*Task instructions*
1 – In the article about restoring a Rover SD1 in Poland, who loaned the Range Rover and trailer combination?
2 – Pick up the Rover SD1 restoration article after its last sentence and keep writing it in the same voice.
>> Begin Text provided
Polish Restoration : Saving an SD1, part 1
IT started out as an idle thought, and soon became a mad-cap plan…
Back in 2005, we bought a £200 Rover SD1 as a project, in order to save it from a fate involving kit-car owners and the scrapyard… in the subsequent months, nothing happened, and the home restoration never happened. However an unusual plan to ship it out to Poland germinated in our minds, and thanks to Rimmer Bros for the loan of a Range Rover/trailer combination, and Alexander Boucke for his knowledge of the Polish scene, it all came together rather nicely.
In association with…
Words: Keith Adams, Pictures: Keith Adams, Alexander Boucke, Monica Halaja, Andrew Elphick and Matthew Hayward
Part one: Making a sacrifice
IT’S freezing cold, a chill wind is blowing directly from the Urals, and rather than being wrapped up in front of a roaring open fire in the comfort of my own home, I’m over a thousand miles away, stood in a desolate looking forecourt full of crap cars in varying states of decay, and I’m trying to smile for the camera, while rationalising why I’ve just trailered a car I paid £200 for all this distance… Have I taken leave of my senses? Of course not. I’m just a car enthusiast…
The idea of taking a car out to Poland and treating it to a cut-priced restoration had been kicking around inside my head for at least two years. I’d always known that Poland contains some of the world’s most resourceful craftsmen, and had heard many tales of cars we’d have long given up hope on being brought back to life by enthusiastic garagistes who believe that life doesn’t finish with earning a quick and easy profit from performing inflated oil-change services.
>> End Text provided
>> Begin Recorded information
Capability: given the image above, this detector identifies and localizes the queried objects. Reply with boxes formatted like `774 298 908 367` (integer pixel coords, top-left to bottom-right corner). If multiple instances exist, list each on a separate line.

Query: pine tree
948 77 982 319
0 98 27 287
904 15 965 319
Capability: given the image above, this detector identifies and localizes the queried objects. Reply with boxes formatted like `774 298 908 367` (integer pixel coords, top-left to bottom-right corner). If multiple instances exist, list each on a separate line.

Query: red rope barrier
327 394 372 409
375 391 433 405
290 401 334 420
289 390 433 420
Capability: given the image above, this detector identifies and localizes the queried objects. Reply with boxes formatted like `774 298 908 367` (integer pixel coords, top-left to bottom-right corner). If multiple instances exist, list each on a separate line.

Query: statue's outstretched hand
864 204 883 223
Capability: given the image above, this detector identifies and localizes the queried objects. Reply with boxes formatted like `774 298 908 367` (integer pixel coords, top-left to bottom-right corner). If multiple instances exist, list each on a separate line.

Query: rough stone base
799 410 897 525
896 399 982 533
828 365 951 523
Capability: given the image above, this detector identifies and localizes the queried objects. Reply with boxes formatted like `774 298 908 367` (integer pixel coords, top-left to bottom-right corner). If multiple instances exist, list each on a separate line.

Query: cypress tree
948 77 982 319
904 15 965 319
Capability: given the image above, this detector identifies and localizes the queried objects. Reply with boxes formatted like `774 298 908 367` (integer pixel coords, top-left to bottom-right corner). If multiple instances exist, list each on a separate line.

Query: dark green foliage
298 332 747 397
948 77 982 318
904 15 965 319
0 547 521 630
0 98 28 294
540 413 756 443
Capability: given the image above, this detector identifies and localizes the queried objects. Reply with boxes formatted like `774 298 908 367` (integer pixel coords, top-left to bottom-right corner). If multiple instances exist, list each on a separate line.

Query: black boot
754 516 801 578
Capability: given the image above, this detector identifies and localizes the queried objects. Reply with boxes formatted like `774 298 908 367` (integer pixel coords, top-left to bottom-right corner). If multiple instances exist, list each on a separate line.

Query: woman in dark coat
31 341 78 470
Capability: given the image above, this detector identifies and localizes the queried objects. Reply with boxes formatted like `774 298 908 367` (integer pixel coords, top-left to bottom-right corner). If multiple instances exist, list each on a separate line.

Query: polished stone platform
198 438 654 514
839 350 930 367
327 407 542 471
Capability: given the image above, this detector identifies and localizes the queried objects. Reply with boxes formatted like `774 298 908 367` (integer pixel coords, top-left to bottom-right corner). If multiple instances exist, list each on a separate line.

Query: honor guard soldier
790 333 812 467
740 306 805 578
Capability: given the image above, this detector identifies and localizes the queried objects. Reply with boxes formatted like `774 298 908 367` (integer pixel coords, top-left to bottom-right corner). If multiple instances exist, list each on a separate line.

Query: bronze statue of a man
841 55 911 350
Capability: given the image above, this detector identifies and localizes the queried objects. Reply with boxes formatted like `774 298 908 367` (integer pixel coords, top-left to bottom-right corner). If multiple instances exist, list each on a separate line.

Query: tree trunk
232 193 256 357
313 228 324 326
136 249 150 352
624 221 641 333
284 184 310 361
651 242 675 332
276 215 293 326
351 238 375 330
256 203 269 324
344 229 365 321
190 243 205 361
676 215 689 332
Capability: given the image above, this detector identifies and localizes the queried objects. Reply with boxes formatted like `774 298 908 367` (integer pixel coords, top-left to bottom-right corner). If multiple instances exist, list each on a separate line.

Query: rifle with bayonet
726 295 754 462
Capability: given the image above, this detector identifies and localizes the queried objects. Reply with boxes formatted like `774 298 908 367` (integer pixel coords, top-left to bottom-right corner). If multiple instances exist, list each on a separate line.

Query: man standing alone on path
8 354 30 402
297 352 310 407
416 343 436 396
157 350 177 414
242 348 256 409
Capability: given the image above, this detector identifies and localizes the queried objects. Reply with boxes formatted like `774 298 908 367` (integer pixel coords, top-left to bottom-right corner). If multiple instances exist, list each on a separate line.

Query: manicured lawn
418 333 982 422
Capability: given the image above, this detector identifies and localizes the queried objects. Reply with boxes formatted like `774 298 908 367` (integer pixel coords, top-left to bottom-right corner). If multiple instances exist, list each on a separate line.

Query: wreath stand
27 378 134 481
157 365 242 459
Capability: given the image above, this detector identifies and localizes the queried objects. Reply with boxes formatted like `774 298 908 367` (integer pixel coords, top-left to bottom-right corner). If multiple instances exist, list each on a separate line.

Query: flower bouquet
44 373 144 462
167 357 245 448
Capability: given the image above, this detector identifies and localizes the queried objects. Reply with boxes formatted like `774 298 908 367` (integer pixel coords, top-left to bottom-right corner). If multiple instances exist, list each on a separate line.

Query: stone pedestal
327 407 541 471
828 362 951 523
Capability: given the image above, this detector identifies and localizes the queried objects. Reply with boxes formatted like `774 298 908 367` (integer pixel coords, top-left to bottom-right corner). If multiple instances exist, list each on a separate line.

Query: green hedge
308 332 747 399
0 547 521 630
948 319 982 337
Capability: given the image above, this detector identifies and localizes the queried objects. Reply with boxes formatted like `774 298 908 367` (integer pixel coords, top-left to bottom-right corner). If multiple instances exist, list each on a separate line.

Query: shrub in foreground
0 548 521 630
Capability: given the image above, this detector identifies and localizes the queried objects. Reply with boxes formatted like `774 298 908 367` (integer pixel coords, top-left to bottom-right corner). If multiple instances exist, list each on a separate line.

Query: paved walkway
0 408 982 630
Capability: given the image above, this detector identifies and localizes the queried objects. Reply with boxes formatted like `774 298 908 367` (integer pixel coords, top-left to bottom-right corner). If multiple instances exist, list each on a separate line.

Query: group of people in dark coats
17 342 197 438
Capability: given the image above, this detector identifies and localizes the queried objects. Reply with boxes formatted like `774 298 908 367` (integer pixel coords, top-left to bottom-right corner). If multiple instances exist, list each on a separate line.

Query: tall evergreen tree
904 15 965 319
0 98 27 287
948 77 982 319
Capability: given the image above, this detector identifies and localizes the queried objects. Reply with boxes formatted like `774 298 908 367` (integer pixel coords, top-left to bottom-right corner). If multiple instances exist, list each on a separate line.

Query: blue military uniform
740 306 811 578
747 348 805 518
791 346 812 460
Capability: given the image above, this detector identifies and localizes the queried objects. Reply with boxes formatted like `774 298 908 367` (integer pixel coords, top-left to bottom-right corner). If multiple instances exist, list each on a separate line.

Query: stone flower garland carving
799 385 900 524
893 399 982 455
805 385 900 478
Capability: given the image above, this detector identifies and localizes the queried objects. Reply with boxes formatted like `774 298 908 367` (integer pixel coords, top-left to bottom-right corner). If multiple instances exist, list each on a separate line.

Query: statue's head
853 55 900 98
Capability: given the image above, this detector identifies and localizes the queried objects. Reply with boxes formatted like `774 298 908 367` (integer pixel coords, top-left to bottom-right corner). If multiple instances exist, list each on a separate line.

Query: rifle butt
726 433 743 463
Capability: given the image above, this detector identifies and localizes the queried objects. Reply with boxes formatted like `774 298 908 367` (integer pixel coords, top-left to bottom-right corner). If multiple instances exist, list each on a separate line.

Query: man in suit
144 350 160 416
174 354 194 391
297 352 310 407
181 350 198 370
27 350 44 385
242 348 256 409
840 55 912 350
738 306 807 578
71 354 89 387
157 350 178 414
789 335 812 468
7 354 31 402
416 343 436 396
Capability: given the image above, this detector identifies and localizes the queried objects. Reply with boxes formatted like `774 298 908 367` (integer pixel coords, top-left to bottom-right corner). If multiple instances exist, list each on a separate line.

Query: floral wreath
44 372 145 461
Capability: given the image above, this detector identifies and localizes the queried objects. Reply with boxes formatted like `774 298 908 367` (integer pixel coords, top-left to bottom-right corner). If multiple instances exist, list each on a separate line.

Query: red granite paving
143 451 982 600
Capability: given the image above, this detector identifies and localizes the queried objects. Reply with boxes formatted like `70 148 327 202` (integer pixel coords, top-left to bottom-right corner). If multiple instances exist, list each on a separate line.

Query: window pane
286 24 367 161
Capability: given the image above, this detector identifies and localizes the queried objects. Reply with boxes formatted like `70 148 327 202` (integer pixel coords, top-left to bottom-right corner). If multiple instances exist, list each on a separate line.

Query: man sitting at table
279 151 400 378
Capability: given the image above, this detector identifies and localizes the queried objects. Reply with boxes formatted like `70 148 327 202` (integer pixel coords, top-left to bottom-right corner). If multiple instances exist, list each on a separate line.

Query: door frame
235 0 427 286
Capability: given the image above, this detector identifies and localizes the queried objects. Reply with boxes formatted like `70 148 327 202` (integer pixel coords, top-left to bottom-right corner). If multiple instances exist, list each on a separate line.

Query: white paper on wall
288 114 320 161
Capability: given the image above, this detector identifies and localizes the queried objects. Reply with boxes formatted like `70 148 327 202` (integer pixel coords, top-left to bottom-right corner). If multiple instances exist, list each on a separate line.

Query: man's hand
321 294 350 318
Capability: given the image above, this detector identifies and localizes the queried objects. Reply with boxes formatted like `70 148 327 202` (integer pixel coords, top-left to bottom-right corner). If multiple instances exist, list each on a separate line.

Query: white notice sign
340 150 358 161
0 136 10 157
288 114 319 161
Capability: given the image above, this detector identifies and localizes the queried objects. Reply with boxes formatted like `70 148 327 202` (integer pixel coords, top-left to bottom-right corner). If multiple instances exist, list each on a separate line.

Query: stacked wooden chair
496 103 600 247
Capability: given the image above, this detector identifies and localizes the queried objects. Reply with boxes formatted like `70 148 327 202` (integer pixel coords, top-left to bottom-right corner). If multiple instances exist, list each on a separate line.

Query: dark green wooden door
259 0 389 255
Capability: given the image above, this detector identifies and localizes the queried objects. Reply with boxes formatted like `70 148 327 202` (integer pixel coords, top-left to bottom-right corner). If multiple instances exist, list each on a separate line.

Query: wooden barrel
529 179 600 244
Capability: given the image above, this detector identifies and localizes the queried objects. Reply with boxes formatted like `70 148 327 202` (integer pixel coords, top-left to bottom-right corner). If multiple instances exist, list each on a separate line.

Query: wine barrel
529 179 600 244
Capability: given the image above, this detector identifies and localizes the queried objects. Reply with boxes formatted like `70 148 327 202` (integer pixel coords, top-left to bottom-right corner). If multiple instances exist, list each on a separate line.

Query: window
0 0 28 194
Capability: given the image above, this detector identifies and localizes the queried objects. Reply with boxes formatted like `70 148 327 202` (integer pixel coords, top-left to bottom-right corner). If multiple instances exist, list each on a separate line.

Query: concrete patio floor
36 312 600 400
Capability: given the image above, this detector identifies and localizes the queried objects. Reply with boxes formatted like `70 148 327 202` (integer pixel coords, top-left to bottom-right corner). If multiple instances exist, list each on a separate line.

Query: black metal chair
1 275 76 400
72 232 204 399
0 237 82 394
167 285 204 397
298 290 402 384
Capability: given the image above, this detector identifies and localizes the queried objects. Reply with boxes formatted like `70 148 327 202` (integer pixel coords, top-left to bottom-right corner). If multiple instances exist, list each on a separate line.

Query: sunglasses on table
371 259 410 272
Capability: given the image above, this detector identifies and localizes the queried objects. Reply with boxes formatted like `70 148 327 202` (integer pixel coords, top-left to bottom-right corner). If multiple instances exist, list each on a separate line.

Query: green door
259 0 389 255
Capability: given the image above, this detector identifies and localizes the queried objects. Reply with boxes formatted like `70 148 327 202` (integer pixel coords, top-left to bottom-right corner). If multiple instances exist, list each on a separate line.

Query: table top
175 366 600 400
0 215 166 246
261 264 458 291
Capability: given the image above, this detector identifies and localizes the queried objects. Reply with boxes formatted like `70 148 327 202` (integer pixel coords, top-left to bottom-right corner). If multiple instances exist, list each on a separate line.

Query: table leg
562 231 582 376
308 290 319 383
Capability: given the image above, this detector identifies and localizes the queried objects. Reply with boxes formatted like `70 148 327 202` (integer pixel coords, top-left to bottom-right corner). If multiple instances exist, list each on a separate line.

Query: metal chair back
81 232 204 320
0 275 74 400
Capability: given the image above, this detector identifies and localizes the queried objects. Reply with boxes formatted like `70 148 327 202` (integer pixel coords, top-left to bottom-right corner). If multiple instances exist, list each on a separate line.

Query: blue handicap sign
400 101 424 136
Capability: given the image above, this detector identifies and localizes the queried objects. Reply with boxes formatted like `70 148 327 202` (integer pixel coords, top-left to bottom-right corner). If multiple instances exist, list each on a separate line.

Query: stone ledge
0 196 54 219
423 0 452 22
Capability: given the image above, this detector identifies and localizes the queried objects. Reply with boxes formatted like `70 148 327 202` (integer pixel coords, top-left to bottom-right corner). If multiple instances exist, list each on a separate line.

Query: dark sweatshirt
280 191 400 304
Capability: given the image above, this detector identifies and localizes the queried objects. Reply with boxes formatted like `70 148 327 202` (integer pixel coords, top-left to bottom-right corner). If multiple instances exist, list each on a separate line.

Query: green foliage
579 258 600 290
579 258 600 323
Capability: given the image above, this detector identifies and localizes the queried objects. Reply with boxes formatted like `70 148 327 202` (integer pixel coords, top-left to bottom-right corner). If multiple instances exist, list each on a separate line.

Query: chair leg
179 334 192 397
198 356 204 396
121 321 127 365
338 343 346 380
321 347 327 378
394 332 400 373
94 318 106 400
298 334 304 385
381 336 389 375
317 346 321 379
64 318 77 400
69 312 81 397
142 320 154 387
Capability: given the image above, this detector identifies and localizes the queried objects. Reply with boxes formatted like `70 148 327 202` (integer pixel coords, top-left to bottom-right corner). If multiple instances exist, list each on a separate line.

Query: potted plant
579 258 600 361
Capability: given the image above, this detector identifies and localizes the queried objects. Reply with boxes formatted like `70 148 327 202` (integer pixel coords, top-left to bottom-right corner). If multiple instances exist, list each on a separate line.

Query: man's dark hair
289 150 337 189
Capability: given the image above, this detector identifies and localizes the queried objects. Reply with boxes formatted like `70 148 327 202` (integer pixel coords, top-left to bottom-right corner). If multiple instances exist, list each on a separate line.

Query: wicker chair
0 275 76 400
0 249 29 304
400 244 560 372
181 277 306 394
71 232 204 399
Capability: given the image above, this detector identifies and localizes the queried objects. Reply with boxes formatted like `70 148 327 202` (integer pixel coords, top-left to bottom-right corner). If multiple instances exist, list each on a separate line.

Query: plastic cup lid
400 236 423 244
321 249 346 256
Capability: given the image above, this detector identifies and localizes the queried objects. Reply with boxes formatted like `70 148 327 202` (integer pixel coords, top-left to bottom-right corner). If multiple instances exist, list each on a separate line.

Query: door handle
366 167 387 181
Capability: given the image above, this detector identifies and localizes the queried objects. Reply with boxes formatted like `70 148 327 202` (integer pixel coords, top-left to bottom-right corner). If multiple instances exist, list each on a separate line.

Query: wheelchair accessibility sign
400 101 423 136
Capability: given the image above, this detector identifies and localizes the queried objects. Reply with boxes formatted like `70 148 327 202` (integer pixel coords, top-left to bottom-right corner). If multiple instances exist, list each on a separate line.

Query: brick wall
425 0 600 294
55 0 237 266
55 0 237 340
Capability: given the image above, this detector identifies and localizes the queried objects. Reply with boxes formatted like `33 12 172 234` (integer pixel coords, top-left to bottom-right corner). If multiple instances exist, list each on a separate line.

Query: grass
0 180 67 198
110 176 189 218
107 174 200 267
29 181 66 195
>> End Recorded information
*Expected answers*
1 – Rimmer Bros

2 –
I guess that comes from a combination of culture (Poles have always been doers), and lack of resources, borne from being on the other side of the Iron Curtain from 1945 to 1990. This kind of work ethic doesn’t just vanish overnight, and I’d more recently seen plenty of evidence of this thanks to Alexander Boucke. He and his friends have taken plenty of cars to Poland in the past few years – and the Vanden Plas 1100 that we’d recently featured as a Car of the Month in these pages had particularly impressed…
It was always a loose ambition of mine, one that I kept saying I’d do one day… never quite believing that I’d actually get off my behind and do it for real.
However, combination of events conspired to turn the Polish adventure from an idle pipe-dream to a serious plan. It all started in late 2005, I purchased a Rover SD1 from fellow ARG-enthusiast, Andy Jones. He’d bought the 44,000-mile SD1 from eBay – recognising that the car was ‘a bit special’. Registered in September 1976, and with a very low chassis number, the car remains one of the earliest SD1s in existence, and although there was plenty of evidence of bodged attempts to make the car more acceptable to the eye, underneath that, it was clear it was sound and straight, if rusty in all the usual places.
However getting rust sorted is a big job – if you want it doing properly – and it meant that my light re-fettling of the car would actually become a much bigger job than I anticipated. I sent some images of the damage to my mate Brian Gunn, who drew up a list of the repairs that would need to be done. It wasn’t good news at all.
It was around this time the news that Rimmer Bros had secured many of the original SD1 parts produced in India by Standard Motor Products during its ill-fated attempt to build a local version of the car during the late 1980s. This something of a red-letter event for SD1 owners like myself, because it meant I could use original panels, and that should make the restoration a whole lot straightforward for whoever wanted to take on the job.
It was then that a dose of reality struck again – quotes to fit the new flitch panels, inner/outer front wings, sills and other bits and pieces started at well over £1000 – and that was at favourable rates. Before a full respray, and general fettling. It was clear that these guys didn’t want the job – and those who did, were booked up years in advance. Not good.
And that’s when I decided the car should go to Poland – after all, Alexander’s car restoration had come up to about £2000. So, why shouldn’t I do the same… after all, there was nothing to lose now.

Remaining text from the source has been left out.